── Excerpted text

Embracing CloudKit: Part 8

Posted by Stuart Wheelwright on June 19, 2023 · 16 mins read

Part 8: When Things Go Wrong

This is the last in an eight-part series on implementing data sharing in Shopping UK using CloudKit.

Shopping UK is a smart shopping list for UK shoppers. It knows almost every product in the supermarket and will arrange them by aisle. Lists can be shared with family or friends.

Last week, we looked at how to change or stop a share, what happens when a list is deleted and background maintenance. Today, we’ll wrap up the series with a look at error handling, merging data, and diagnosing problems.

The Path of Sadness

Happy and sad paths

Throughout this series, the focus has been on the happy path — when everything goes to plan — but a synchronisation solution is only as good as its ability to handle unexpected situations.

We’ll start with a look at what can go wrong before examining how Shopping UK handles things.

I can’t guarantee I’ve thought of all possible problematic scenarios, but I will share what I built, what I learned from it, and some techniques I used to help diagnose problems when they do arise.

Why do things go wrong?

Synchronising data is hard for two reasons:

  • Networking: data must be moved between physically separated systems — the user’s device and iCloud — using an unreliable network.
  • Merging Data: data must be combined from different sources — between each user’s device and iCloud — while maintaining data integrity and striving to keep data consistent across all devices.

The problem with networks

CloudKit provides a clean interface for moving data between a device and iCloud, but it cannot change the nature of networks:

  • The network is never reliable.
  • Latency is never zero.
  • Bandwidth is never infinite.
  • Transport cost is never zero.
  • The network is never homogeneous.

Every request sent from your app to iCloud must travel from the user’s device to iCloud across many networks. Each message will start on a Wi-Fi or a mobile (cellular) link before finding larger internet backbones, and eventually arriving at the datacenter that hosts Apple’s iCloud servers. The path taken to iCloud will be different for each user, and possibly for each message.

Wi-Fi will not always be available, mobile (cellular) data may be disabled (e.g. flight mode enabled or data roaming disabled) or have patchy reception, iCloud may be down or busy, and messages may be lost.

Nothing happens instantly. Each message will take several milliseconds, or longer, to arrive — this is millions of times slower than a message can be processed on the device. Many messages could be in-flight at the same time. Many responses may arrive at the same time.

Everything has a cost. Larger messages need more processing, use more iCloud storage, and eat up more of the user’s mobile (cellular) data plan.

Everyone will have a different experience. Some users have ultra fast broadband, some are limited to a weak or slow data signal. Some parts of the world are closer to a datacenter than others.

────
── Information provided

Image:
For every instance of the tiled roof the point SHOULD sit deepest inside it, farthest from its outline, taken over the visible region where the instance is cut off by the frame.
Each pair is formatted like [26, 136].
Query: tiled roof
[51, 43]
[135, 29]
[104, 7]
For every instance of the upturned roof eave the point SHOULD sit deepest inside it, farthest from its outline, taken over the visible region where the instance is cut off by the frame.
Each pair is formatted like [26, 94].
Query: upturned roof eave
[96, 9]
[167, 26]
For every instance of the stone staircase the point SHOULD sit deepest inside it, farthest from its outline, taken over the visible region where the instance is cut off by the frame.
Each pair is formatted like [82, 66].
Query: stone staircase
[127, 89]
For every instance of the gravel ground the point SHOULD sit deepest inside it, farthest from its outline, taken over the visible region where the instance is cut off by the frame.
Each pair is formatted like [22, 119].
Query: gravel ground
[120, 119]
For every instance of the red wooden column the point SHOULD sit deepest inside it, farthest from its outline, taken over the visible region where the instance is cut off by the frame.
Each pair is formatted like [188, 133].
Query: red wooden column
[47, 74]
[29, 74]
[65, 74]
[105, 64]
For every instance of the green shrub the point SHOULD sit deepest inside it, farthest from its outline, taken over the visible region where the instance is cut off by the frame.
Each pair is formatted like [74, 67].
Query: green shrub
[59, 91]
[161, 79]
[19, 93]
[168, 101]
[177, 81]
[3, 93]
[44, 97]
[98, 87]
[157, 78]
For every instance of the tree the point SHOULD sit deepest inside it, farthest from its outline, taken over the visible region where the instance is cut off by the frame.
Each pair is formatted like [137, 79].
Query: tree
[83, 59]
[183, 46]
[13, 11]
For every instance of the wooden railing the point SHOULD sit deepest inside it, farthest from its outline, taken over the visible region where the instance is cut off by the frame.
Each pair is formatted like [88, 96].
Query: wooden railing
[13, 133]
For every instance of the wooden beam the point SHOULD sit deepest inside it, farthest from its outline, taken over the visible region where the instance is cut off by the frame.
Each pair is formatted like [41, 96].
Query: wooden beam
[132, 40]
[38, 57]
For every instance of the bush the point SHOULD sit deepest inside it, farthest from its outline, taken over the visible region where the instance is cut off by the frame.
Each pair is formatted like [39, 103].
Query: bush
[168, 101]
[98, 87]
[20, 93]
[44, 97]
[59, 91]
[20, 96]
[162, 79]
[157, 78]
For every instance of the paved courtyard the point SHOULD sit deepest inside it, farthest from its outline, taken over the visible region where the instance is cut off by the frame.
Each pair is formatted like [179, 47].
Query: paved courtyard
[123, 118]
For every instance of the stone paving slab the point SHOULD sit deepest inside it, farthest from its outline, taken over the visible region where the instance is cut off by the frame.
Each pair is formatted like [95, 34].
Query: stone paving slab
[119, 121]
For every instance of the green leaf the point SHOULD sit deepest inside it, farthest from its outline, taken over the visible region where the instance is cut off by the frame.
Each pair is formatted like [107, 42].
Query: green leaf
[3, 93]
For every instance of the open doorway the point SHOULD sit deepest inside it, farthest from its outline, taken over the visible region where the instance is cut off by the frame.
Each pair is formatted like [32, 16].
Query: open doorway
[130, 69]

────

** Exercises to complete **
**A)** Reproduce the passage of the CloudKit post starting with "CloudKit provides a" and going on through "is never homogeneous.".
**B)** Answer these questions from the CloudKit post:
(i) How many parts make up the series on data sharing in Shopping UK?
(ii) What two reasons does the post give for why synchronising data is hard?
(iii) According to the post, what three things do larger messages need or use more of?

** Results for the exercise **
**A)**
CloudKit provides a clean interface for moving data between a device and iCloud, but it cannot change the nature of networks:

  • The network is never reliable.
  • Latency is never zero.
  • Bandwidth is never infinite.
  • Transport cost is never zero.
  • The network is never homogeneous.

**B)**
(i) Eight.
(ii) Networking and merging data.
(iii) Processing, iCloud storage, and the user's mobile (cellular) data plan.